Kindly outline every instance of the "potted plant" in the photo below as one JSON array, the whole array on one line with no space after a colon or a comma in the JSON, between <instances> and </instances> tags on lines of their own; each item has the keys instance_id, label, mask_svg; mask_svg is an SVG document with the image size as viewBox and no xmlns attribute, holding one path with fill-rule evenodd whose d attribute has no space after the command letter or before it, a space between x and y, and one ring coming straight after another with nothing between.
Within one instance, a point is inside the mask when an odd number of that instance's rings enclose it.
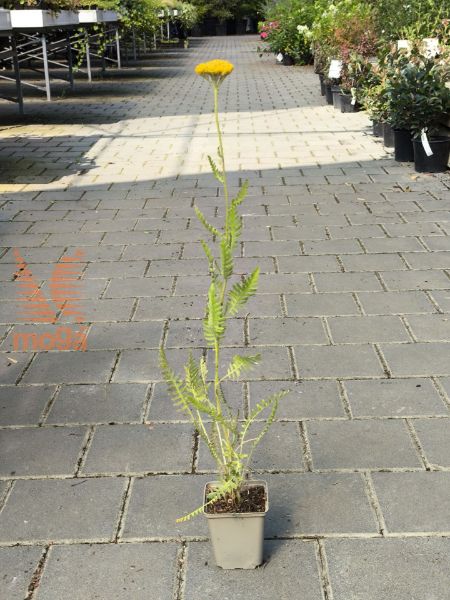
<instances>
[{"instance_id":1,"label":"potted plant","mask_svg":"<svg viewBox=\"0 0 450 600\"><path fill-rule=\"evenodd\" d=\"M440 135L440 121L450 112L449 72L448 55L429 56L413 47L395 57L388 75L388 119L403 137L412 137L409 160L419 172L447 169L450 139Z\"/></svg>"},{"instance_id":2,"label":"potted plant","mask_svg":"<svg viewBox=\"0 0 450 600\"><path fill-rule=\"evenodd\" d=\"M172 370L163 348L160 362L172 400L192 421L219 472L218 479L206 485L201 506L179 521L204 513L208 518L217 565L225 569L250 569L262 562L264 516L269 507L266 483L248 479L251 459L272 424L284 393L260 401L250 408L247 416L233 412L223 393L224 382L238 378L260 358L259 355L237 354L225 368L222 367L221 350L228 319L234 317L256 292L259 268L231 284L234 252L242 228L238 209L248 188L246 182L236 197L230 198L219 122L219 89L233 71L233 65L224 60L212 60L197 65L195 70L213 89L218 162L216 164L209 157L209 163L223 187L225 215L223 226L217 228L206 220L198 207L195 208L200 223L216 246L213 249L202 242L211 276L203 327L209 358L196 361L189 356L183 377ZM266 419L256 423L264 413Z\"/></svg>"},{"instance_id":3,"label":"potted plant","mask_svg":"<svg viewBox=\"0 0 450 600\"><path fill-rule=\"evenodd\" d=\"M0 31L9 31L11 29L11 17L9 10L0 8Z\"/></svg>"}]
</instances>

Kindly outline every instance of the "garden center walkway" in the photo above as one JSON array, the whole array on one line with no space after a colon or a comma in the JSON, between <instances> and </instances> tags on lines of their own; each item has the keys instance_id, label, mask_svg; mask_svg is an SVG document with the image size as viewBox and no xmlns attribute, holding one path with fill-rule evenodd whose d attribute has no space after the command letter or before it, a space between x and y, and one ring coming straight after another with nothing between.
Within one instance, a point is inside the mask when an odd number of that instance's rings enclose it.
<instances>
[{"instance_id":1,"label":"garden center walkway","mask_svg":"<svg viewBox=\"0 0 450 600\"><path fill-rule=\"evenodd\" d=\"M28 124L0 105L2 600L448 600L449 178L395 163L310 68L256 45L196 40L34 99ZM255 463L271 509L253 572L213 566L202 518L175 523L211 462L157 365L161 341L178 365L201 351L192 206L214 219L222 200L193 68L213 57L236 66L228 166L250 181L238 271L263 273L227 339L263 361L230 391L248 407L291 389ZM11 352L18 331L51 328L20 325L12 248L48 297L55 262L84 252L86 352Z\"/></svg>"}]
</instances>

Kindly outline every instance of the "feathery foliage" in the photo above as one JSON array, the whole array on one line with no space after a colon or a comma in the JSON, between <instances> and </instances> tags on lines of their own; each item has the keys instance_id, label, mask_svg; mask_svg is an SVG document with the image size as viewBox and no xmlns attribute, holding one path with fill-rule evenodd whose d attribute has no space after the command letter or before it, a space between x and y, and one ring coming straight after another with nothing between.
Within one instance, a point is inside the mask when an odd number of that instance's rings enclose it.
<instances>
[{"instance_id":1,"label":"feathery foliage","mask_svg":"<svg viewBox=\"0 0 450 600\"><path fill-rule=\"evenodd\" d=\"M231 71L230 71L231 72ZM202 247L209 265L209 285L203 335L210 357L196 361L189 356L184 367L184 377L177 375L169 366L163 348L160 350L161 371L175 406L193 423L201 440L208 448L219 470L220 484L208 494L205 503L178 519L187 521L204 511L207 505L227 498L239 503L240 491L250 471L252 454L273 423L280 399L287 392L273 394L250 410L240 415L233 412L222 390L227 381L238 379L260 361L260 355L236 354L229 364L222 366L221 344L226 335L227 320L243 309L256 293L259 268L231 285L234 274L234 252L242 231L242 217L238 208L244 201L248 182L240 188L236 197L229 198L222 131L219 122L219 88L224 77L210 77L213 86L214 116L219 141L218 161L208 157L214 177L222 185L225 199L225 218L222 228L208 222L198 207L198 220L211 236L210 244L202 240ZM212 363L212 364L211 364ZM265 415L265 418L264 416ZM250 433L252 437L250 436Z\"/></svg>"}]
</instances>

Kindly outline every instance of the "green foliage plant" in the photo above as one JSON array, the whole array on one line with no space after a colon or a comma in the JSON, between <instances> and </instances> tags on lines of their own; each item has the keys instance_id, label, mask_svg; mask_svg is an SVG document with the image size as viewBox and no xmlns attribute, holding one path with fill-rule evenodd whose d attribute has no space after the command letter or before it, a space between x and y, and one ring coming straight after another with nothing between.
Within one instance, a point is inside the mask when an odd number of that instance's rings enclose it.
<instances>
[{"instance_id":1,"label":"green foliage plant","mask_svg":"<svg viewBox=\"0 0 450 600\"><path fill-rule=\"evenodd\" d=\"M387 113L392 127L411 130L414 137L422 130L437 134L440 120L450 113L449 74L448 50L426 56L414 45L410 53L393 53L386 74Z\"/></svg>"},{"instance_id":2,"label":"green foliage plant","mask_svg":"<svg viewBox=\"0 0 450 600\"><path fill-rule=\"evenodd\" d=\"M177 408L189 417L209 449L220 478L218 486L207 495L205 503L178 521L186 521L200 514L206 506L213 505L221 499L226 499L232 507L239 507L240 494L249 474L252 454L274 421L279 400L286 393L273 394L250 408L247 415L241 415L239 411L233 412L222 389L225 382L238 379L260 360L260 355L236 354L226 367L222 366L222 342L227 322L231 317L235 317L256 293L259 277L259 268L255 268L250 275L234 284L231 283L234 252L242 230L242 218L238 209L248 189L246 182L237 195L230 198L219 121L219 89L232 70L233 65L223 60L213 60L196 67L197 74L204 77L213 90L218 160L216 162L211 156L208 158L214 177L222 186L225 204L222 227L209 223L200 209L195 207L200 223L215 246L212 248L202 241L210 274L203 321L205 346L210 358L208 361L204 357L195 360L192 354L189 355L184 367L184 376L179 376L170 367L164 349L160 349L161 371L169 394ZM265 419L262 419L263 413L266 415Z\"/></svg>"}]
</instances>

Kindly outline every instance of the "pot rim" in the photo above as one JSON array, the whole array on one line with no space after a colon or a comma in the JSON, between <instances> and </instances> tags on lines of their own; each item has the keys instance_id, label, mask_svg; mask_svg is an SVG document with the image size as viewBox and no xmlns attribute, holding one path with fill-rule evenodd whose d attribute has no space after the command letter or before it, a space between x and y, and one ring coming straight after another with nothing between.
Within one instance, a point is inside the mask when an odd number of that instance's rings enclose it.
<instances>
[{"instance_id":1,"label":"pot rim","mask_svg":"<svg viewBox=\"0 0 450 600\"><path fill-rule=\"evenodd\" d=\"M203 488L203 498L204 501L206 499L206 488L209 485L214 485L214 484L218 484L220 483L220 481L207 481L205 483L205 486ZM263 486L264 490L266 492L266 509L263 512L253 512L253 513L220 513L220 514L210 514L205 512L205 509L203 509L203 514L205 515L206 518L208 519L248 519L248 518L255 518L255 517L265 517L268 510L269 510L269 493L268 493L268 486L267 486L267 481L264 481L263 479L249 479L244 487L256 487L256 486Z\"/></svg>"}]
</instances>

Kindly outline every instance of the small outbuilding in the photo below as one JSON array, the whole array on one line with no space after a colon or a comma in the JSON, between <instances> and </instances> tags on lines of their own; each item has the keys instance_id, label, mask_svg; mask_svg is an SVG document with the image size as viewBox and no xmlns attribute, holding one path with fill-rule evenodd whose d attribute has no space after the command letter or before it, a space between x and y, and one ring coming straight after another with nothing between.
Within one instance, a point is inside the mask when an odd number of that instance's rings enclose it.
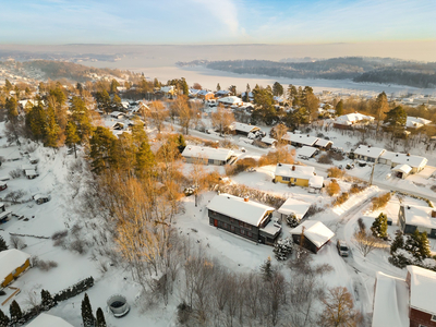
<instances>
[{"instance_id":1,"label":"small outbuilding","mask_svg":"<svg viewBox=\"0 0 436 327\"><path fill-rule=\"evenodd\" d=\"M64 319L46 313L39 314L27 327L74 327Z\"/></svg>"},{"instance_id":2,"label":"small outbuilding","mask_svg":"<svg viewBox=\"0 0 436 327\"><path fill-rule=\"evenodd\" d=\"M281 219L286 219L288 216L295 216L296 219L302 220L305 218L311 204L289 197L281 207L277 210L280 214Z\"/></svg>"},{"instance_id":3,"label":"small outbuilding","mask_svg":"<svg viewBox=\"0 0 436 327\"><path fill-rule=\"evenodd\" d=\"M318 253L327 244L335 233L323 222L317 220L305 220L290 231L294 243L300 244L303 237L303 247Z\"/></svg>"},{"instance_id":4,"label":"small outbuilding","mask_svg":"<svg viewBox=\"0 0 436 327\"><path fill-rule=\"evenodd\" d=\"M16 249L0 252L0 288L10 284L14 278L31 267L31 255Z\"/></svg>"}]
</instances>

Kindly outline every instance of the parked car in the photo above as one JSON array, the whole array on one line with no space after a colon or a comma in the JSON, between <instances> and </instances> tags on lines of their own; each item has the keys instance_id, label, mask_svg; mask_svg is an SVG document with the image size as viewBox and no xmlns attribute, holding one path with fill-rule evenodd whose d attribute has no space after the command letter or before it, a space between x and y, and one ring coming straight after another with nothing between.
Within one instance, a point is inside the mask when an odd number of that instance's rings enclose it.
<instances>
[{"instance_id":1,"label":"parked car","mask_svg":"<svg viewBox=\"0 0 436 327\"><path fill-rule=\"evenodd\" d=\"M336 243L336 247L338 247L338 253L340 256L348 256L350 250L348 249L347 242L343 240L338 240Z\"/></svg>"}]
</instances>

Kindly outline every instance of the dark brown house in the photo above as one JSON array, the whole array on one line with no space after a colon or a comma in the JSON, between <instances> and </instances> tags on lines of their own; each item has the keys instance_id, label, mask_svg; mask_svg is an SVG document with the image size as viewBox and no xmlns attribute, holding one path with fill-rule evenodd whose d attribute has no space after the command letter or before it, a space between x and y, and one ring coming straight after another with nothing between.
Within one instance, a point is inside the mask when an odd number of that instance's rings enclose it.
<instances>
[{"instance_id":1,"label":"dark brown house","mask_svg":"<svg viewBox=\"0 0 436 327\"><path fill-rule=\"evenodd\" d=\"M230 194L218 194L207 205L209 225L251 240L274 244L281 226L271 221L274 207Z\"/></svg>"}]
</instances>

=== Problem details ===
Reproduce verbatim the stretch of the records from the line containing "Kindly outline every instance of the dark" through the end of the records, both ends included.

=== Result ===
Kindly outline every instance of the dark brown house in the photo above as one JSON array, the whole array on one line with no space after a colon or a comma in the JSON, between <instances> and </instances> tags on lines of their own; each item has the keys instance_id, label, mask_svg; mask_svg is an SVG document with the image size as viewBox and no xmlns attribute, holding one path with fill-rule evenodd whose d attribute has no space after the command letter or before it, a space between x and y, and one ring coming straight after another with nothing between.
Within one instance, a point is inside the mask when an odd number of that instance's rings enclose it.
<instances>
[{"instance_id":1,"label":"dark brown house","mask_svg":"<svg viewBox=\"0 0 436 327\"><path fill-rule=\"evenodd\" d=\"M230 194L218 194L207 205L209 225L251 240L274 244L281 226L271 221L274 207Z\"/></svg>"}]
</instances>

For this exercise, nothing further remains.